Preguntas del material
1. En el texto de lectura, ¿qué ambiente se presenta como el ideal para reunirse?
2. Según el texto de lectura, ¿por qué se le dedica a Eduardo Valverde? Responde en una o dos oraciones.

Texto de lectura

>>>

A mi viejo, por sus reflexiones relacionadas siempre con la música popular.

A Eduardo Valverde, por poeta y su parecido físico con el aludido en la nota.

 

Es diciembre, el mes del encuentro –también de la furia, recordemos nuestro pasado reciente–. Jornadas donde uno propende a la reunión, a la charla con amigos o compañeros de labores, transformando un día regular en otro escenario, distinto al del resto del año. Y si de ambientes se trata, el propiciado por los bares es el ideal. En él se arma una especie de tertulia improvisada, revestida de anécdotas surgidas de la vida misma. Un fenómeno, el de la reunión de pares, perdido en los tiempos, que solo los fines de año se lo rescata. Al menos por estos lares, y en pleno siglo XXI.

No ocurre lo mismo en España, país de una larga tradición camarillera, donde todo o casi todo se resuelve en el cenáculo. Y los hay de todas las ramas de la actividad humana, contando con el de los escritores y periodistas como fuente de las más estrafalarias historias.

<<<

Datos proporcionados
>>>

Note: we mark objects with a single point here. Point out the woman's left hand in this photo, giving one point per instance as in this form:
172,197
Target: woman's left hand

<<<
>>>

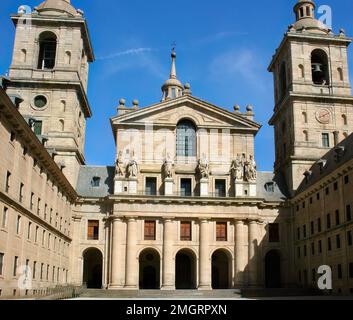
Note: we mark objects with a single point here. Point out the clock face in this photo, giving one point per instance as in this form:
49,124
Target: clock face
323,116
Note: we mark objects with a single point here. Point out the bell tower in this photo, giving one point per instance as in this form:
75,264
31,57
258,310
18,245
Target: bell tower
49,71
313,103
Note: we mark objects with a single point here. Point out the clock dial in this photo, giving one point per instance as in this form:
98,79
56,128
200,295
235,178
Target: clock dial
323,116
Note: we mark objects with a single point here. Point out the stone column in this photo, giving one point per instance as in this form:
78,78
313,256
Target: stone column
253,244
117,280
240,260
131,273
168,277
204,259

<<<
>>>

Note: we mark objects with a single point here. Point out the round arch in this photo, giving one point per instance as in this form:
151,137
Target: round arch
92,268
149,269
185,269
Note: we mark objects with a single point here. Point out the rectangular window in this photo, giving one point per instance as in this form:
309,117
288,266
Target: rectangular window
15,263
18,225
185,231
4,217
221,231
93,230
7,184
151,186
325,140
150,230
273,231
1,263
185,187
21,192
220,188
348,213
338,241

<<<

Respuestas del ejercicio
1. El de los bares.

2. Se le dedica por ser poeta y por su parecido físico con el aludido en la nota.